What you will do — Word for word, quote all of the material, omitting the pictures.

Listed records —
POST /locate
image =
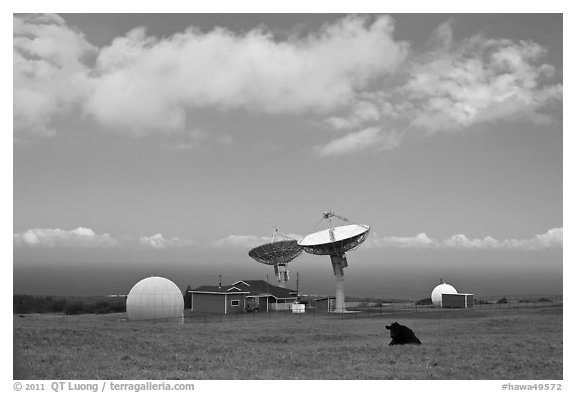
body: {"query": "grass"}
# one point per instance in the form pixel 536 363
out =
pixel 465 344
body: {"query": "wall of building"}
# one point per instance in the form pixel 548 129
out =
pixel 457 300
pixel 239 308
pixel 204 302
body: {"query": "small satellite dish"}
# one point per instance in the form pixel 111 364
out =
pixel 336 241
pixel 277 253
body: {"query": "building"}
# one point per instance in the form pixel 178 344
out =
pixel 242 296
pixel 325 304
pixel 457 300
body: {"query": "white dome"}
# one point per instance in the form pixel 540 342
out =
pixel 439 290
pixel 154 298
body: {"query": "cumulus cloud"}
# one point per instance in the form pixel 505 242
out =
pixel 479 80
pixel 354 142
pixel 246 241
pixel 79 237
pixel 159 242
pixel 146 84
pixel 552 239
pixel 350 75
pixel 49 71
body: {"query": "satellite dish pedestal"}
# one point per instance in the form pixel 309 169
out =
pixel 282 274
pixel 339 262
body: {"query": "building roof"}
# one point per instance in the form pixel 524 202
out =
pixel 250 287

The output —
POST /locate
image =
body: {"query": "grass"}
# one point per instance in the form pixel 536 363
out =
pixel 465 344
body: {"query": "wall of building"}
# one point per instance in the form pixel 548 129
out =
pixel 457 300
pixel 239 308
pixel 204 302
body: {"query": "small satellite dish"}
# one point per instance in the form pixel 111 364
out =
pixel 336 241
pixel 277 253
body: {"query": "building"}
# one point per instance in the form pixel 178 344
out =
pixel 242 296
pixel 325 304
pixel 457 300
body: {"query": "white dome"}
# one point per instance in the form pixel 540 342
out =
pixel 439 290
pixel 154 298
body: {"query": "cumulus cloud"}
# one point per instance in the form pixel 505 242
out =
pixel 479 80
pixel 354 142
pixel 246 241
pixel 79 237
pixel 159 242
pixel 146 84
pixel 552 239
pixel 350 75
pixel 49 71
body: {"query": "satellite dish pedestal"}
# one point per instance in the form pixel 309 169
out =
pixel 282 274
pixel 339 262
body: {"query": "building roof"}
# one point per instance in the form pixel 524 202
out =
pixel 250 287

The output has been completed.